--- start AVAILABLE RECORDS ---

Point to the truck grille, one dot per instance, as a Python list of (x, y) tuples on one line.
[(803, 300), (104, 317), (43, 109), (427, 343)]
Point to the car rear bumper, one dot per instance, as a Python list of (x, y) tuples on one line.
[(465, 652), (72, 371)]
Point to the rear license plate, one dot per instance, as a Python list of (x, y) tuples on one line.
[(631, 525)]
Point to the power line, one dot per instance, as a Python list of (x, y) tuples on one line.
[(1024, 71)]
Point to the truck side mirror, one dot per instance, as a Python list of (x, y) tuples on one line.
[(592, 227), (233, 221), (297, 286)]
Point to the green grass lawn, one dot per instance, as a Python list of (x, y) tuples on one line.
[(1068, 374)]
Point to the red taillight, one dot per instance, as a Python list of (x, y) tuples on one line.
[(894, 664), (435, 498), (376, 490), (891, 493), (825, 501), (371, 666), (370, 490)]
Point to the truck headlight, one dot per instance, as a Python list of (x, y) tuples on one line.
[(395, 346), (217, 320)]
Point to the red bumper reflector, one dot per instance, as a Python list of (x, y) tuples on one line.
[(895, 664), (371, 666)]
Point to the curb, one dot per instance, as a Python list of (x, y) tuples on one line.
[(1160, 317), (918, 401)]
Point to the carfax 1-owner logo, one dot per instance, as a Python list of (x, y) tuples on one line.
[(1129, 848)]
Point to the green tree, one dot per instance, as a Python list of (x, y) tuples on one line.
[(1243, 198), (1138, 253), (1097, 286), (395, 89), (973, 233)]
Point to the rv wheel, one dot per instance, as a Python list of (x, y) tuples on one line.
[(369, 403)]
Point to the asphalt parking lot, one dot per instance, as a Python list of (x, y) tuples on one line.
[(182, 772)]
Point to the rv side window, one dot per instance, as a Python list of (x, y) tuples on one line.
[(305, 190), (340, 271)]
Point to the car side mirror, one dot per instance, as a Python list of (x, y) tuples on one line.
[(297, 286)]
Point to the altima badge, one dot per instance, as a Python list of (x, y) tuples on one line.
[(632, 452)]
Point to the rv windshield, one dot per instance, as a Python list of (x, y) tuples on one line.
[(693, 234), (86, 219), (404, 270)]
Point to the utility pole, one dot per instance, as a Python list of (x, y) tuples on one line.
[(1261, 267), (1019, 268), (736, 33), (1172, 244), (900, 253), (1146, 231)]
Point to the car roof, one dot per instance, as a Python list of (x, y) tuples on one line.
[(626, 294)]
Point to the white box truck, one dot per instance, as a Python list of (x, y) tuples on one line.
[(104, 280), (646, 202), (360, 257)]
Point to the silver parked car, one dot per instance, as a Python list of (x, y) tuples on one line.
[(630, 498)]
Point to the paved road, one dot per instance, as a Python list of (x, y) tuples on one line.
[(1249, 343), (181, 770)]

--- end AVAILABLE RECORDS ---

Can you retype all of the entries above word for word, without changing a single character?

RESULT OF THIS TASK:
Point to the truck grille, one dot per instance, as a Python list of (x, y) tuples on one line.
[(803, 300), (104, 317), (43, 109), (427, 343)]
Point to the car rear bumper, one dot per instance, as a Python list of (x, y) tuples on one line.
[(465, 652), (72, 371)]
Point to the rear license plate, one dot per instance, as a Python list of (x, y) tuples on one line.
[(631, 525)]
Point to the power line, one dot per instance, as a Python list of (x, y) tuples on one line.
[(1024, 71)]
Point to the truck side mirror, one dot per instance, as a Python list of (x, y) tuples on one line.
[(592, 227), (233, 221), (297, 286)]
Point to the green grass lawn, one dot per instance, as a Python list of (x, y) tuples on one line.
[(1068, 374)]
Point to the red taillight, one dot per instance, as a Python list of (x, y) tuples on one line.
[(894, 664), (435, 498), (376, 490), (891, 493), (825, 501), (371, 666), (370, 490)]
Point to the truck headlight, one dot per instance, as a Python list of (x, y) tuples on one line.
[(395, 346), (217, 320)]
Point to the red bumper reflector, one dot per instance, as a Python list of (x, y) tuples on one line.
[(895, 664), (371, 666)]
Point to the curb, one dot per instance, as a Python list of (x, y) tuples on one line.
[(1160, 317), (918, 401)]
Point to the carfax 1-owner logo, one dot per instance, as a Python list of (x, y) tuples on one line.
[(1129, 848)]
Point to the green tree, one dot per instance, as a Python list of (x, y) tuples on one line.
[(1243, 198), (1138, 253), (1097, 286), (395, 89), (973, 233)]
Point to the rv wheel, one dot per instance, as a Python list of (x, y) tuples on one line.
[(369, 403)]
Point to the asphalt parking lot, one dot per instance, as a Python list of (x, y) tuples on one line.
[(182, 772)]
Point to the rv side window, one dot per instance, as a Python list of (x, y) tuples on one line.
[(305, 190), (340, 271)]
Point to the car side mirror, one dot per instance, as a Python list of (x, y) tuples on one line.
[(297, 286)]
Point to the altima badge, one dot per instance, as a Python list of (x, y) tuples on one line.
[(632, 452)]
Point to the rv windshield, one dot per instance, as a Python list of (x, y) tuples on one line.
[(693, 234), (86, 219), (404, 270)]
Point to the utility pole, one dot per instance, as a Python list of (x, y) tuples on one line.
[(1261, 267), (1019, 268), (736, 33), (1172, 244), (900, 253), (1146, 231)]
Point to the car roof, one dot per instance, as a Python list of (x, y) tuples on one line.
[(626, 294)]
Point to the white box truck, one dot per instance, as a Python list of (x, y) tuples on one line.
[(104, 280), (646, 202), (360, 257)]
Point to the silver parked car, one dot per instance, as a Python list of (x, y) tuples on one line.
[(630, 498)]
Point to the paved road, one dot per instance, as a Python list of (x, y) tuples on one line.
[(1249, 343), (181, 770)]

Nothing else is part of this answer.